Aufgabe: Schreibe die Zeilen unverändert ab, beginnend mit der allerersten Zeile und endend mit der Zeile, die "Target: window" enthält, beide eingeschlossen.

Einträge aus einem Datensatz zum Zeigen
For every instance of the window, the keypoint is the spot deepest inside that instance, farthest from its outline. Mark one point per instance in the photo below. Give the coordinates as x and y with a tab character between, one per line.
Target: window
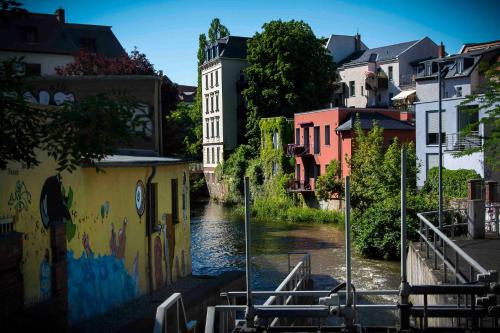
327	134
32	69
30	34
432	161
352	91
432	125
316	140
88	44
175	200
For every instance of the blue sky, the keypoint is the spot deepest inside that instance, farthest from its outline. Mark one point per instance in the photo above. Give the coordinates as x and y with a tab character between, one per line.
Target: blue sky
167	31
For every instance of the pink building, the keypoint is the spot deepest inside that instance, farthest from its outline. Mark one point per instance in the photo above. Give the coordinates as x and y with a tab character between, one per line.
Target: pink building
325	135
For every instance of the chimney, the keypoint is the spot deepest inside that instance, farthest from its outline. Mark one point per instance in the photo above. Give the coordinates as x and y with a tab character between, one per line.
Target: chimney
441	52
357	42
60	15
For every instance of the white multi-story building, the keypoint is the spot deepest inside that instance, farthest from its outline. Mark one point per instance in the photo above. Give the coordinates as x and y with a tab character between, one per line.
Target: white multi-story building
462	76
223	106
373	77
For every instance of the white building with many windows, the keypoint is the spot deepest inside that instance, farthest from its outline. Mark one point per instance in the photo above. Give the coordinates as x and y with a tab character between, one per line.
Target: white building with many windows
223	106
462	76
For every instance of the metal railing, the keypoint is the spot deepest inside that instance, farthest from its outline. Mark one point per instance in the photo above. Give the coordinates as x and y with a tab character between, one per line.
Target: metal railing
171	317
460	142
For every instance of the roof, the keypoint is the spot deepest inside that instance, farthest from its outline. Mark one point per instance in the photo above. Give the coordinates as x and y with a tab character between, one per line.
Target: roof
52	36
383	53
135	161
366	119
236	47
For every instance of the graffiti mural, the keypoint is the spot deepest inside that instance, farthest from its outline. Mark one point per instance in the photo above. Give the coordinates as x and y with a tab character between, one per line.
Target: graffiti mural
20	199
45	277
158	261
53	204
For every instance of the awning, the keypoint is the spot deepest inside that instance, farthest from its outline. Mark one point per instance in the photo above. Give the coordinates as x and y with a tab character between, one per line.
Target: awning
404	94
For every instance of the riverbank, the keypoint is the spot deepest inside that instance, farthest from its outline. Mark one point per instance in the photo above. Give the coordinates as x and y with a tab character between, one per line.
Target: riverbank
286	211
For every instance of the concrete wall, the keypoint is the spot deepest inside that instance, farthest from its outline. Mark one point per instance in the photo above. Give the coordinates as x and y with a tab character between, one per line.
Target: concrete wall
48	62
107	252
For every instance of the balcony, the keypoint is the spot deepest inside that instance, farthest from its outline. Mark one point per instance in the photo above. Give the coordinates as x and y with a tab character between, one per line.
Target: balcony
459	142
297	150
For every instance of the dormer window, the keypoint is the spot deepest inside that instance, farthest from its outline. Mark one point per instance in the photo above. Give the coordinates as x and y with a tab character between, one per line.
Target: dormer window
30	34
460	66
88	44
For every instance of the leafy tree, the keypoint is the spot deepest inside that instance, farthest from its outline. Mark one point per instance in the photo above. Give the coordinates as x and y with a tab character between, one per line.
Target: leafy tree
289	71
488	101
184	131
72	134
217	30
330	183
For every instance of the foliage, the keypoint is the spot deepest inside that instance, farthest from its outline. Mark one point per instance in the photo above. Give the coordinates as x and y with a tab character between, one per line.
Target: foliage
285	210
185	136
487	101
217	30
232	171
375	193
454	182
289	71
86	130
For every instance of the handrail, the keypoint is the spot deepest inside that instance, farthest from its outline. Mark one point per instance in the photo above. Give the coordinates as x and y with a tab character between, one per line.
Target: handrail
161	315
452	244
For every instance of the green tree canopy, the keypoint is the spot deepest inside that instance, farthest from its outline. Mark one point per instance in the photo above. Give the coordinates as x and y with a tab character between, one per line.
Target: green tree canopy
289	71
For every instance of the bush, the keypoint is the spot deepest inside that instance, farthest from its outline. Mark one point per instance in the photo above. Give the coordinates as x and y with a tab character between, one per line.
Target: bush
454	182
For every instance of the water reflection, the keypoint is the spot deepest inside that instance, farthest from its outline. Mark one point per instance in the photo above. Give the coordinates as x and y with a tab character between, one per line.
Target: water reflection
218	245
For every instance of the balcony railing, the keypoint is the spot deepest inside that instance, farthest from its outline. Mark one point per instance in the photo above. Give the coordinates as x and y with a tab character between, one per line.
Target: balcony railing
460	142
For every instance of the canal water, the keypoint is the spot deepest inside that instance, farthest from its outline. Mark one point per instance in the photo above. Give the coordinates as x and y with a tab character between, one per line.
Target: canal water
218	245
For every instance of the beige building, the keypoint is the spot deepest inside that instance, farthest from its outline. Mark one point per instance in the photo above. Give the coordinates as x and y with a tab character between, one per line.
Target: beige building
47	41
223	106
373	77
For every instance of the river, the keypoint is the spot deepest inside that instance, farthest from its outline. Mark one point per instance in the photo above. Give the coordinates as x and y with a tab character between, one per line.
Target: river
218	245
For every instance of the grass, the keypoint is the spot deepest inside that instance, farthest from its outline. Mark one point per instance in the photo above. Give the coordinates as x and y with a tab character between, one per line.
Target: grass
285	211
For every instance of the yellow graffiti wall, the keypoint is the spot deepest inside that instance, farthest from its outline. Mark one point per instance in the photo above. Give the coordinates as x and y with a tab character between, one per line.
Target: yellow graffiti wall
107	243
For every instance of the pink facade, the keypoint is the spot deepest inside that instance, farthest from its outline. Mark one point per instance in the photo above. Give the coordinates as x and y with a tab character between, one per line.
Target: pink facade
317	141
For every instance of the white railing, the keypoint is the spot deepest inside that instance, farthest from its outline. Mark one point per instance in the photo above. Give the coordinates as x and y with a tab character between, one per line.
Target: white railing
171	317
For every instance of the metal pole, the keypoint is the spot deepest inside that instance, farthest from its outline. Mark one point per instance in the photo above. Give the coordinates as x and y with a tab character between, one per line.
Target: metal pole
249	311
440	165
348	239
403	216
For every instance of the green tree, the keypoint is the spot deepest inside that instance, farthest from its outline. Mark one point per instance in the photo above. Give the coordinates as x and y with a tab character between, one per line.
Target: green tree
289	71
184	131
488	103
217	30
72	134
330	183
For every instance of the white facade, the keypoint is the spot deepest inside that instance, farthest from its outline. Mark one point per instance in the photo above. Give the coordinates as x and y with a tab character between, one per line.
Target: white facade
220	109
397	71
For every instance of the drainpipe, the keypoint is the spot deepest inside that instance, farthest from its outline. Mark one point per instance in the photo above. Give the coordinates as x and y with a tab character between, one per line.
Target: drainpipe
150	215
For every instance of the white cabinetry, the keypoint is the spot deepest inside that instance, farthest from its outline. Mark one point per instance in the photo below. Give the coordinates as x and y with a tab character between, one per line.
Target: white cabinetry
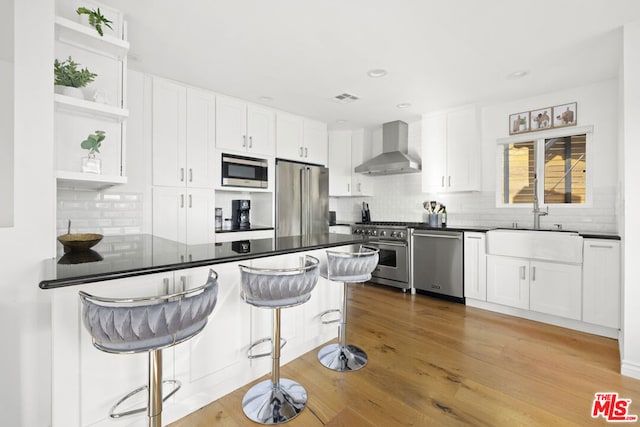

Erledigte Aufgabe:
For every instance of the window, the keypoint is the spot deepest inside that instance, farthest from its outline. Mark one point per instance in the photo below. Give the coordinates as x and y with a tab character between, one per line.
Target: window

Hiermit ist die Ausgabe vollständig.